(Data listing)
* * *

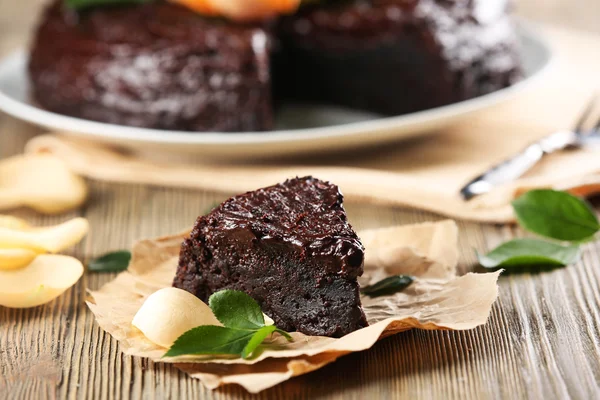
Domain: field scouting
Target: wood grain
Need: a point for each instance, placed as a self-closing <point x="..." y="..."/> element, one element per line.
<point x="542" y="341"/>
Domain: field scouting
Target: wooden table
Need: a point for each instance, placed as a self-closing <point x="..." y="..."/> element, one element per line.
<point x="542" y="341"/>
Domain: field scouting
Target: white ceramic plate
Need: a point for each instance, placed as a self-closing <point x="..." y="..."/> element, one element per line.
<point x="299" y="129"/>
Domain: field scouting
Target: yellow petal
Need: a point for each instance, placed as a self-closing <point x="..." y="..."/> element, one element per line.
<point x="7" y="221"/>
<point x="16" y="258"/>
<point x="51" y="239"/>
<point x="169" y="313"/>
<point x="40" y="181"/>
<point x="46" y="278"/>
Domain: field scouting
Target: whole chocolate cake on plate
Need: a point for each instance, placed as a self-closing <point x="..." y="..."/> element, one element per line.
<point x="226" y="66"/>
<point x="288" y="246"/>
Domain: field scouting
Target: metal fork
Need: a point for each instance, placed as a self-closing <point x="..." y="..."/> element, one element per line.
<point x="518" y="165"/>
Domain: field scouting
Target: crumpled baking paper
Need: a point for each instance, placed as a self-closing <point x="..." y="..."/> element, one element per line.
<point x="438" y="299"/>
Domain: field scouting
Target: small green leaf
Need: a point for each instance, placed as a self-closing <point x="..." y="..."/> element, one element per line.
<point x="529" y="252"/>
<point x="285" y="335"/>
<point x="388" y="286"/>
<point x="259" y="337"/>
<point x="236" y="309"/>
<point x="112" y="262"/>
<point x="557" y="215"/>
<point x="211" y="339"/>
<point x="80" y="4"/>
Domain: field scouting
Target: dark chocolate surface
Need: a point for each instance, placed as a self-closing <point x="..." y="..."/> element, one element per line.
<point x="397" y="56"/>
<point x="153" y="65"/>
<point x="159" y="65"/>
<point x="288" y="246"/>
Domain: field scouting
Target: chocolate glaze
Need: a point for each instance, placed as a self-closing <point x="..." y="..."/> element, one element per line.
<point x="290" y="247"/>
<point x="397" y="56"/>
<point x="159" y="65"/>
<point x="152" y="65"/>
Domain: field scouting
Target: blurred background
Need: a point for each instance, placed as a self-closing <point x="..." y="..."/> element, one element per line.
<point x="577" y="14"/>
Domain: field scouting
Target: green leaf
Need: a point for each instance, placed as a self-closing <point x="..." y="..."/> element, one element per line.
<point x="236" y="309"/>
<point x="284" y="334"/>
<point x="259" y="337"/>
<point x="80" y="4"/>
<point x="211" y="339"/>
<point x="112" y="262"/>
<point x="388" y="286"/>
<point x="557" y="215"/>
<point x="529" y="252"/>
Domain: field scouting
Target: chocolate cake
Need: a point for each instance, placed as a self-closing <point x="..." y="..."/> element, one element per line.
<point x="398" y="56"/>
<point x="153" y="65"/>
<point x="288" y="246"/>
<point x="160" y="65"/>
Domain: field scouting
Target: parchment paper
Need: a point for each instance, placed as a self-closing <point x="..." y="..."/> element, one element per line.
<point x="438" y="299"/>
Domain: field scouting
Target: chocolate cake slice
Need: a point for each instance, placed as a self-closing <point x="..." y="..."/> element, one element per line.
<point x="288" y="246"/>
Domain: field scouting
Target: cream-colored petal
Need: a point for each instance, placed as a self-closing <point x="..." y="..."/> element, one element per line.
<point x="46" y="278"/>
<point x="10" y="222"/>
<point x="42" y="182"/>
<point x="51" y="239"/>
<point x="169" y="313"/>
<point x="16" y="258"/>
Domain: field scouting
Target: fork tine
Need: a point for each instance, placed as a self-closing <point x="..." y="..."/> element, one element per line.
<point x="586" y="114"/>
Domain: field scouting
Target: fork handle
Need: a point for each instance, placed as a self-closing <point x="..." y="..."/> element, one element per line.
<point x="518" y="165"/>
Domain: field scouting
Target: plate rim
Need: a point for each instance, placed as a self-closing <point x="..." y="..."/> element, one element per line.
<point x="112" y="132"/>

* * *

◆ TASK DESCRIPTION
Drop the images and quote the entries word for word.

◆ SOLUTION TO THE PROBLEM
Domain: field scouting
Target: wood grain
Need: a point for each instance, placed as a self-closing <point x="..." y="..."/> element, one element per line.
<point x="542" y="341"/>
Domain: field scouting
Target: wooden table
Need: a point for each instance, placed as a self-closing <point x="..." y="..."/> element, one element per line.
<point x="542" y="341"/>
Domain: field scouting
Target: white ceramic plate
Need: a point for each instance, placed as a self-closing <point x="..." y="..."/> element, one element per line.
<point x="299" y="129"/>
Domain: field scouting
Target: yellow petal
Need: a point for each instance, placed as a self-closing <point x="..." y="..."/> element, one element per line.
<point x="7" y="221"/>
<point x="16" y="258"/>
<point x="51" y="239"/>
<point x="169" y="313"/>
<point x="40" y="181"/>
<point x="46" y="278"/>
Domain: field scouting
Target: whole chocolate cake on plate
Need: a point for each instance, placed as a self-closing <point x="..." y="..."/> element, one element per line.
<point x="226" y="66"/>
<point x="288" y="246"/>
Domain: field scouting
Target: metal fork
Need: a point for each instance, placed as a self-closing <point x="..." y="..."/> element, one element per line.
<point x="518" y="165"/>
Domain: field scouting
Target: crumpled baking paper
Need: a point for each instance, placed as a self-closing <point x="..." y="..."/> element, one element per line.
<point x="438" y="299"/>
Domain: field scouting
Target: small green leaf
Need: a point for each instance, placed as a self-closing <point x="..." y="..."/> element, one element per line.
<point x="529" y="252"/>
<point x="285" y="335"/>
<point x="388" y="286"/>
<point x="259" y="337"/>
<point x="236" y="309"/>
<point x="112" y="262"/>
<point x="557" y="215"/>
<point x="211" y="339"/>
<point x="80" y="4"/>
Domain: field scouting
Target: dark chocolate surface
Need: a point for each instance, placed as a self-closing <point x="..." y="..."/> element, one element per line.
<point x="397" y="56"/>
<point x="153" y="65"/>
<point x="159" y="65"/>
<point x="288" y="246"/>
Domain: field scouting
Target: chocolate glaze
Need: a point for each instance, placed as a self-closing <point x="..." y="..."/> element, one element per line.
<point x="290" y="247"/>
<point x="397" y="56"/>
<point x="159" y="65"/>
<point x="152" y="65"/>
Domain: field scouting
Target: blurred background
Need: a point for each instance, placed as a self-closing <point x="..." y="..."/> element, one element per line.
<point x="577" y="14"/>
Domain: field scouting
Target: green leaf
Need: a point for each instance, placed as a self-closing <point x="..." y="..."/> element, one element per line.
<point x="236" y="309"/>
<point x="284" y="334"/>
<point x="259" y="337"/>
<point x="80" y="4"/>
<point x="211" y="339"/>
<point x="112" y="262"/>
<point x="388" y="286"/>
<point x="557" y="215"/>
<point x="529" y="252"/>
Domain: field scouting
Target: chocolate cake
Need: a point for each instance, placed as a self-closing <point x="..." y="..."/> element, one element per line.
<point x="398" y="56"/>
<point x="153" y="65"/>
<point x="288" y="246"/>
<point x="160" y="65"/>
Domain: field scouting
Target: parchment paper
Need: a point for each instance, placed as a self-closing <point x="..." y="..."/> element, one element per line.
<point x="438" y="299"/>
Domain: field scouting
Target: chocolate cake slice
Need: a point for each instance, placed as a self-closing <point x="..." y="..."/> element, one element per line.
<point x="288" y="246"/>
Domain: field scouting
Target: cream-colored petal
Need: a point for each instance, placed as a self-closing <point x="..." y="..."/> element, one element per line.
<point x="46" y="278"/>
<point x="10" y="222"/>
<point x="42" y="182"/>
<point x="51" y="239"/>
<point x="169" y="313"/>
<point x="16" y="258"/>
Domain: field scouting
Target: fork tine
Need: a point for each instance, placed as a self-closing <point x="..." y="..."/> element, one element per line.
<point x="586" y="114"/>
Domain: field scouting
Target: fork handle
Need: a point for each instance, placed as a self-closing <point x="..." y="..."/> element, one element per line.
<point x="518" y="165"/>
Domain: field scouting
Target: plate rim
Need: a point for each instance, placed as a self-closing <point x="..." y="..."/> element, one element per line.
<point x="112" y="132"/>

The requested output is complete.